* Extracted data *
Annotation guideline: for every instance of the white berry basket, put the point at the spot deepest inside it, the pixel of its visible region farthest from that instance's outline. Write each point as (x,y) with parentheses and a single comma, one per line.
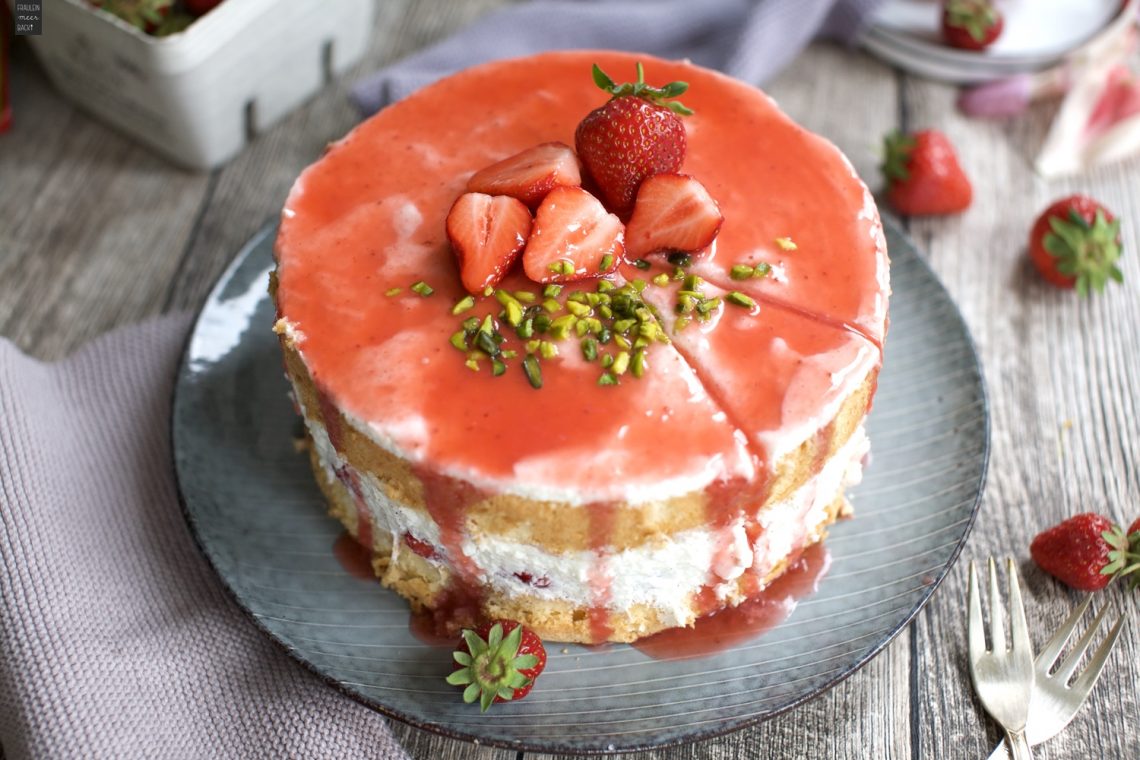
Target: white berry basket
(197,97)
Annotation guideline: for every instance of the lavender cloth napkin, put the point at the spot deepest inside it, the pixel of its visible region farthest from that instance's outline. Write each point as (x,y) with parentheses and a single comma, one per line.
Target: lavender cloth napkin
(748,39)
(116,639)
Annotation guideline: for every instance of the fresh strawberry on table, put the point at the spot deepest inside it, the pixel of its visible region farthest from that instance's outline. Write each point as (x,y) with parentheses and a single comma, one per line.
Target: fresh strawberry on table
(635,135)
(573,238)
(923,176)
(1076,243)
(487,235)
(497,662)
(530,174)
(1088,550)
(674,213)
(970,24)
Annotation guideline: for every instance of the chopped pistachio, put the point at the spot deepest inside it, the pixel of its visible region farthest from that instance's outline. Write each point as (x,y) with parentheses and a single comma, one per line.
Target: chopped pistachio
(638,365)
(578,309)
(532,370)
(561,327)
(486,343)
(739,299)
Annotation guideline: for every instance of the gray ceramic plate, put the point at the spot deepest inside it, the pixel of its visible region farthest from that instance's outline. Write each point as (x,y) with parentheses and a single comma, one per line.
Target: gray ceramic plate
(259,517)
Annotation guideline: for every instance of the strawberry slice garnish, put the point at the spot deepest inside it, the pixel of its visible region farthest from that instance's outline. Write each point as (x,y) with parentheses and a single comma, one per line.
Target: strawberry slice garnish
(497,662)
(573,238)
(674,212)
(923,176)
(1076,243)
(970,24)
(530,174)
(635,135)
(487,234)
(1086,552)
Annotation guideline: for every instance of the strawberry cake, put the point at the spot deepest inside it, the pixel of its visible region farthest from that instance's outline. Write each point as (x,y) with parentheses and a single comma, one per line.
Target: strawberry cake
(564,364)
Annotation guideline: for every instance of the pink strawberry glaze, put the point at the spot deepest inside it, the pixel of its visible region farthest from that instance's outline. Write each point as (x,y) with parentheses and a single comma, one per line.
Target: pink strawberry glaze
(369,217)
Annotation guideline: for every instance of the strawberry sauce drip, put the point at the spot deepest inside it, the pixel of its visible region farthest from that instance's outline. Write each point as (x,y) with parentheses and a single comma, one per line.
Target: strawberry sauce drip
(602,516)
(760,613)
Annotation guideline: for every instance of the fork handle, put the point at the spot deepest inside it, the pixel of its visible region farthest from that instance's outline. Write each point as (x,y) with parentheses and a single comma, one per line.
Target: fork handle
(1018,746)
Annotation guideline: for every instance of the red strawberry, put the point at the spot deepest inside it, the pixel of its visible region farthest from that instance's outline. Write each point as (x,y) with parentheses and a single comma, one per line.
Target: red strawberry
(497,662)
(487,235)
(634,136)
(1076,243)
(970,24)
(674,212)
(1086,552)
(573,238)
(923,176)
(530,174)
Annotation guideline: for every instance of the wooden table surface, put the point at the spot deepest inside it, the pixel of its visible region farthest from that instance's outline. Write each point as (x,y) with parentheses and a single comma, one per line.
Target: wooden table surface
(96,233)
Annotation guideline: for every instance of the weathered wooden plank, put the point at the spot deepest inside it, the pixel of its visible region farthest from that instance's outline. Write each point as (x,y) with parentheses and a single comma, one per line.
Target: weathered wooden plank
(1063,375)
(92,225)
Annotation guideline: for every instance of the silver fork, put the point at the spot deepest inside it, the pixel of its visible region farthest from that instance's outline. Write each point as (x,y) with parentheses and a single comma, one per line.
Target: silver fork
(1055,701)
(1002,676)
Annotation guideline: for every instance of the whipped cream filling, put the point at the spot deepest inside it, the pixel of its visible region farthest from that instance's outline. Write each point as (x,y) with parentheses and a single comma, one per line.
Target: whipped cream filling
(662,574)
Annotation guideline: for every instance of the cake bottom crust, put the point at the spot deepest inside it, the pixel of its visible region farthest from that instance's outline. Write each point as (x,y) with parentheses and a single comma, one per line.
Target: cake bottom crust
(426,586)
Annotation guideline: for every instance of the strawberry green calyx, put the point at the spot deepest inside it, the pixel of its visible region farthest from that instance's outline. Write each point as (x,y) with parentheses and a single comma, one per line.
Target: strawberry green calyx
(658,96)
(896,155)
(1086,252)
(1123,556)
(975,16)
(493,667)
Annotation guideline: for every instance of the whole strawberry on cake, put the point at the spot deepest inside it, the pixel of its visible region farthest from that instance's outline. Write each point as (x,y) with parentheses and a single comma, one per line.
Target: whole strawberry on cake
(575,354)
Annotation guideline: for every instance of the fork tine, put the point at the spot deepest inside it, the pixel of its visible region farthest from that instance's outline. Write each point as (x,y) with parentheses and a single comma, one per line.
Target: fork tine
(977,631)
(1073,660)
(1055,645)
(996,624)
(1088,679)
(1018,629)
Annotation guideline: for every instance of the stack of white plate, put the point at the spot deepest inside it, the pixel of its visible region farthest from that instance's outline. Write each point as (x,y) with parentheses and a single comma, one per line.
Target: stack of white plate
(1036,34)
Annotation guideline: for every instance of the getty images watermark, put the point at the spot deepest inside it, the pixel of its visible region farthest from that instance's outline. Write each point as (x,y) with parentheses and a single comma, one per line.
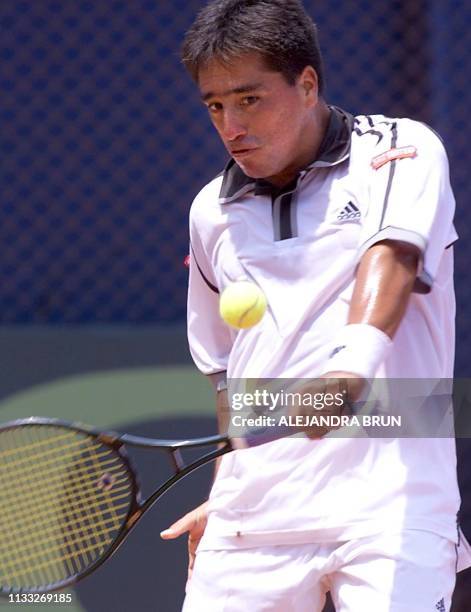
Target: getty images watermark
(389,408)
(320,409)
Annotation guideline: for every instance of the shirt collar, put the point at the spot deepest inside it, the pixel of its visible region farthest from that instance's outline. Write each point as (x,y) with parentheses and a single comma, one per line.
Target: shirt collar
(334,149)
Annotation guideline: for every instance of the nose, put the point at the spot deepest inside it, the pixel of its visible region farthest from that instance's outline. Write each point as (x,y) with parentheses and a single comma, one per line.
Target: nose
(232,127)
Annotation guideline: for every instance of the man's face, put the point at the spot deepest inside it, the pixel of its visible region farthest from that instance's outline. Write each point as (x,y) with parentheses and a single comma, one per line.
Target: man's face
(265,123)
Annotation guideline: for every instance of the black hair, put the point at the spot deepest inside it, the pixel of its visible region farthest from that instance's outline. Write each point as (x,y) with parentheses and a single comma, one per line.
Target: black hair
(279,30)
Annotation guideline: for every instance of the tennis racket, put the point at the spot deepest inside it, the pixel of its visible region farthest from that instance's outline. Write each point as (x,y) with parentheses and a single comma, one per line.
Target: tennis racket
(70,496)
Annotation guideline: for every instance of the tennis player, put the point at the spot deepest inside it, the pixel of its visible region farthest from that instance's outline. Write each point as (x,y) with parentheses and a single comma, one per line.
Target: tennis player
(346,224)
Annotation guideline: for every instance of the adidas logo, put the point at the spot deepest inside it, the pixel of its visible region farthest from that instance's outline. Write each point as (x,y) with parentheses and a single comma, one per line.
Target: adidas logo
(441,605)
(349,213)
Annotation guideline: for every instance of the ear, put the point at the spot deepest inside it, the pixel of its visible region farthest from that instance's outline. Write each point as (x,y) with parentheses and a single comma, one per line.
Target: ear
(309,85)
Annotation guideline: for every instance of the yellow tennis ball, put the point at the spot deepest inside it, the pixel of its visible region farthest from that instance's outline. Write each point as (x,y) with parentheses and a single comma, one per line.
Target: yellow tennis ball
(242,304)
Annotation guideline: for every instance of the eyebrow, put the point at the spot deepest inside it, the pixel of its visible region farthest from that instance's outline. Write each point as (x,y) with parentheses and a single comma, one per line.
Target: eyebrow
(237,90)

* Problem requirements *
All lines from the one containing "Annotation guideline: for every instance of the yellow" through the final line of the listing above are to be reproduced exactly; include both and add nothing.

* Full output *
Annotation guideline: for every instance of the yellow tennis ball, put the point at the spot deepest inside it, the pixel of its visible region farthest from that instance's outline. Write each point as (x,y) with parentheses and a single comma, one per line.
Target: yellow tennis ball
(242,304)
Annotation guideline: for every instance of the eyebrow, put the point at the spot deepest inside it, the pixel of its visible region farthest from that instance's outline. Write each point as (x,y) with parentheses and a single comma, one per line.
Target: eyebrow
(237,90)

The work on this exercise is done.